> [TEXT PASSAGE]

---*---

Controlling Large Language Model with Latent Actions

TL;DR

CoLA introduces a latent-action framework to control large language models with a compact action space learned via an inverse dynamics model. The architecture couples a language world model with a discrete latent action codebook and a policy, enabling efficient RL and improved downstream performance while preserving the base model's capabilities. Experiments on math reasoning, agent tasks, and diverse prompts show higher semantic diversity, stronger math performance ($42.4$ on math500 vs $38.2$) and a peak $68.2$ with MCTS variants, along with improved robustness to reward hacking. The results suggest latent-action control offers a scalable path to more controllable, sample-efficient RL-based adaptation of LLMs for practical applications.

---*---

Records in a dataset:
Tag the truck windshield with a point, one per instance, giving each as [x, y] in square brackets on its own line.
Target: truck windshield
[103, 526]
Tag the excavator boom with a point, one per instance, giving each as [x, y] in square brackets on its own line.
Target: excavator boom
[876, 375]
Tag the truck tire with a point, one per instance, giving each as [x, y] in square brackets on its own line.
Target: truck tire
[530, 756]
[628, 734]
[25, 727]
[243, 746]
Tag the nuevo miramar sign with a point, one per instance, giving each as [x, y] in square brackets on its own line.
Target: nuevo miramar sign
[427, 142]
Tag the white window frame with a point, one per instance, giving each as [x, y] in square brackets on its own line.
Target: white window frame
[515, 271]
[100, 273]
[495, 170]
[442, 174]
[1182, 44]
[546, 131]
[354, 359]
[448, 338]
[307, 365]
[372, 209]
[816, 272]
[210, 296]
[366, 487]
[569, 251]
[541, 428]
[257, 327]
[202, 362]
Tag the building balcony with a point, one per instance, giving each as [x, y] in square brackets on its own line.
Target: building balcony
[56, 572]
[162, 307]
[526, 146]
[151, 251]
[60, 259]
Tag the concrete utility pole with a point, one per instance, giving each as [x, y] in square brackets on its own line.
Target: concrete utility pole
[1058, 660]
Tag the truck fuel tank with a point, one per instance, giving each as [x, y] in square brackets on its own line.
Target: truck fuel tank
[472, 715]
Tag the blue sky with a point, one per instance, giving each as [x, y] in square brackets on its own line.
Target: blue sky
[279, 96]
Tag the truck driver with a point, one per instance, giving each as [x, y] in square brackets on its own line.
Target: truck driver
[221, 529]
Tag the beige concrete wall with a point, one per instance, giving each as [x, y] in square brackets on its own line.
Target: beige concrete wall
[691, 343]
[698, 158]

---*---

> [EXERCISE INSTRUCTIONS]
- 1) In the CoLA summary, what score is reported on math500, and what score is it compared against?
- 2) List every component that the CoLA summary says the architecture couples together.

> [SOLUTIONS]
- 1) 42.4, compared with 38.2.

- 2) A language world model, a discrete latent action codebook, and a policy.